### EXTRACT
Clark Gable: “Oh, Mr. Faulkner, do you write?”
William Faulkner: “Yes, I do, Mr. Gable. And what do you do?”
It’s a simple enough question, posed to me by the office manager at my dentist’s office this morning while I’m paying my bill. (I’m not really dressed to be out in public, so this may be one reason she’s wondering. Sometimes I forget that everyone doesn’t run around town in their sweats. Without makeup.) This, after just being told that one day my gum may separate from my teeth, bottom left, thereby allowing “stuff” to accumulate in the resulting pocket.
“What happens then?” I ask, not really wanting to know. I am still gripping the sides of the dental chair, even though the examination and cleaning are over.
“We send you to a gum specialist,” says the smiling dentist. Man does he have nice teeth.
“But let’s not worry about that just yet. For today, everything is fine.”

### RECORDS PROVIDED
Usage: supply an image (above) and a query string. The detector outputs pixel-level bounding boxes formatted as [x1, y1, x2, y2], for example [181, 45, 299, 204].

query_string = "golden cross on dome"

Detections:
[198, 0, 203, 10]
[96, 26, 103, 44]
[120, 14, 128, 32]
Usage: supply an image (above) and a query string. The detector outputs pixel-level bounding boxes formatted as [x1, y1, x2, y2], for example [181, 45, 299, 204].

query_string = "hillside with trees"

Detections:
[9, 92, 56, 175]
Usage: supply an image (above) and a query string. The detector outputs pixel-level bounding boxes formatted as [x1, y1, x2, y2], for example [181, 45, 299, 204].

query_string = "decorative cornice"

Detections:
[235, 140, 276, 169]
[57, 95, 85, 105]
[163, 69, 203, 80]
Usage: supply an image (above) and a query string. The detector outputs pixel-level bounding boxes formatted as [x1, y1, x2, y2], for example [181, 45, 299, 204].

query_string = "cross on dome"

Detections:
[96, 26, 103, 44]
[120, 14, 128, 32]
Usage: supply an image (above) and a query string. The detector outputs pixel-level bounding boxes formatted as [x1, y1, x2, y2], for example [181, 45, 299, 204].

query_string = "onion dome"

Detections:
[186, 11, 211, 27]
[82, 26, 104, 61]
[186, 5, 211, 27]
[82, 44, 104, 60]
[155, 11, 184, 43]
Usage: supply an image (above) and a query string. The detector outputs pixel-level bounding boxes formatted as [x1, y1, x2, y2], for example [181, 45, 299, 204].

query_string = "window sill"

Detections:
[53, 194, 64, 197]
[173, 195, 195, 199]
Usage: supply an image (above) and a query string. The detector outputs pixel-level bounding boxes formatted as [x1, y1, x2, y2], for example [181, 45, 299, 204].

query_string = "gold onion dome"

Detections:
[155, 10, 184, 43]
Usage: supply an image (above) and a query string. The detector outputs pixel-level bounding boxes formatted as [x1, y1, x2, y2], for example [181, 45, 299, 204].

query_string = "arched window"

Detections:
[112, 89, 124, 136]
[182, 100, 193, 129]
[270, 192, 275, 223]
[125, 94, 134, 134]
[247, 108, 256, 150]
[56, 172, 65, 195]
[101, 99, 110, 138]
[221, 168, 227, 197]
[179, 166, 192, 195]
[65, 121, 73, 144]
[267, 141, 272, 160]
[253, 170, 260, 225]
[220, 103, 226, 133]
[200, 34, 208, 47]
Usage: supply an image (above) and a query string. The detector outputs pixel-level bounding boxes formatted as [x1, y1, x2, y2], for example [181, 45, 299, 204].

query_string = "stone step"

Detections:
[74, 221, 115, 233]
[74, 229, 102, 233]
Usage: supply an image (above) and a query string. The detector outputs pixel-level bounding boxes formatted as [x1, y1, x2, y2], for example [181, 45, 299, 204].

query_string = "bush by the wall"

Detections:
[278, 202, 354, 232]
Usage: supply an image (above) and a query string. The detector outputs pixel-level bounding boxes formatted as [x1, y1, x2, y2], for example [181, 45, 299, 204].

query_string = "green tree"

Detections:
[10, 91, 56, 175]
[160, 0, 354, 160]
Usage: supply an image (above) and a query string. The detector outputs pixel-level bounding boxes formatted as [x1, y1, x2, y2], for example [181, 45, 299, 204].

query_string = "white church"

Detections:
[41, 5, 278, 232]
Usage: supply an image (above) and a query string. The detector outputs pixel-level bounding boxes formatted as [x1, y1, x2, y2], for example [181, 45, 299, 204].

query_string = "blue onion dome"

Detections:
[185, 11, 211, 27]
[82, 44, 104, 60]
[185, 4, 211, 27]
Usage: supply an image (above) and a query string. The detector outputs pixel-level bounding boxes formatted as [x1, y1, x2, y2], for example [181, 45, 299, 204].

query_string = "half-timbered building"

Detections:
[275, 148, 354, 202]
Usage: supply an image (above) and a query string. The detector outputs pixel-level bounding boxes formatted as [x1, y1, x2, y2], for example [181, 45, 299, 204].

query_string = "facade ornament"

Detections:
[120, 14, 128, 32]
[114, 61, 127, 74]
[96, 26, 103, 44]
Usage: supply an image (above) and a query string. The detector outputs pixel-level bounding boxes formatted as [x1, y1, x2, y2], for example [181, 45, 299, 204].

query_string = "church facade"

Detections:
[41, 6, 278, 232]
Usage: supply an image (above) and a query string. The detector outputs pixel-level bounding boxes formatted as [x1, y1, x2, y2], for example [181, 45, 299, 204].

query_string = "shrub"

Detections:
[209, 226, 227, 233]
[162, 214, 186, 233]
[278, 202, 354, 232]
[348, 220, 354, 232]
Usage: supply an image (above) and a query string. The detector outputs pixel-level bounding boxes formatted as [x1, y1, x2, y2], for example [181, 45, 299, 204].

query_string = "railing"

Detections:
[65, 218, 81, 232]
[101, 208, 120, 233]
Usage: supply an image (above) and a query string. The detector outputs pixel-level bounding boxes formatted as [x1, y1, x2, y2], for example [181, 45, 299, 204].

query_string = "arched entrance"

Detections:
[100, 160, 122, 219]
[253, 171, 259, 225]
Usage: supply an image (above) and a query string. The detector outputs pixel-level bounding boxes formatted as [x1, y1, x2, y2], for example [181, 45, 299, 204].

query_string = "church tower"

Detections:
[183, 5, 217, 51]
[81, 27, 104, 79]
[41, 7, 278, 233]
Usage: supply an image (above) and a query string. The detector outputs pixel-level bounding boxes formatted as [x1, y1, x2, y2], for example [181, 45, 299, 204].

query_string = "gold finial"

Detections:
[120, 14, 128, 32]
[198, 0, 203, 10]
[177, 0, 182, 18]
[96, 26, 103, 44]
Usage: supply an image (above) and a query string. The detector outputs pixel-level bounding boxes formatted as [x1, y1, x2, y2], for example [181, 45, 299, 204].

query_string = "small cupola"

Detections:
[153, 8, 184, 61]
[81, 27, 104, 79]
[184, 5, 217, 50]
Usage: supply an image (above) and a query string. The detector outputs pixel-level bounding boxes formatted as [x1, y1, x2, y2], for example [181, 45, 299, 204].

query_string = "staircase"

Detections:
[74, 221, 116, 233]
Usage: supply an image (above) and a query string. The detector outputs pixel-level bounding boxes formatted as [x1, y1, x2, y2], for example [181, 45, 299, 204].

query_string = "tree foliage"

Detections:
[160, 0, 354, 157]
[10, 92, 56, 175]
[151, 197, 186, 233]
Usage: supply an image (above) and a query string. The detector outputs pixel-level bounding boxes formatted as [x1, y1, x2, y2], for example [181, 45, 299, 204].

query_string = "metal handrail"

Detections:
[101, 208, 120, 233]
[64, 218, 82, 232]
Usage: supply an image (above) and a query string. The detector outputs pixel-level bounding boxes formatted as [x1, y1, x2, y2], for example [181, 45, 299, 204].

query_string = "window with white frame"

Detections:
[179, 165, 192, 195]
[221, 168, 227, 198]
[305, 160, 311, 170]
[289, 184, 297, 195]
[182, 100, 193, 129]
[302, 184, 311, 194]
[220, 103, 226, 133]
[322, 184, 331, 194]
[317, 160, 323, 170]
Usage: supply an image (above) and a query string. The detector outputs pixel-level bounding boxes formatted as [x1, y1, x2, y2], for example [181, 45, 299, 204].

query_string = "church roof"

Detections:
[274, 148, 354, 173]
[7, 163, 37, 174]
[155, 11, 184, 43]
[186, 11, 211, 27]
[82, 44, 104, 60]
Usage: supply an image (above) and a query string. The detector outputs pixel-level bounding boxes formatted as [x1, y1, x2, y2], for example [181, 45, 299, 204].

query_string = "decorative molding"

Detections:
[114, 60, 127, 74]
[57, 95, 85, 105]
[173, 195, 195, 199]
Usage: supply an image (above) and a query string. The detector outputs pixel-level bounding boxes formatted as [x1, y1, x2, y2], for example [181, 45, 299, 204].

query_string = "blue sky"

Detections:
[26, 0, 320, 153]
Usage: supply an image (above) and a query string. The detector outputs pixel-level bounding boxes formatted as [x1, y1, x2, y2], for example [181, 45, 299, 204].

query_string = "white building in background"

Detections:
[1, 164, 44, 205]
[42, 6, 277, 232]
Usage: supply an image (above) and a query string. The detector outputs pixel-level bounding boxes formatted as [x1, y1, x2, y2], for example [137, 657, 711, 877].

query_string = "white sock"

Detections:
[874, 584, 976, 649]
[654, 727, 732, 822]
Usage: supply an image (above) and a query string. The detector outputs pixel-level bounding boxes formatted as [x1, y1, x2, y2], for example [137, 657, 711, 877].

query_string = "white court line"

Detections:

### REQUIRED ACTION
Please answer these questions using the text about the dentist visit:
(a) Who poses the "simple enough question" to the narrator?
(b) In which part of the mouth might the gum one day separate from the teeth?
(c) According to the dentist, where would the narrator be sent if that happened?

### RESPONSE
(a) The office manager at the dentist's office.
(b) Bottom left.
(c) To a gum specialist.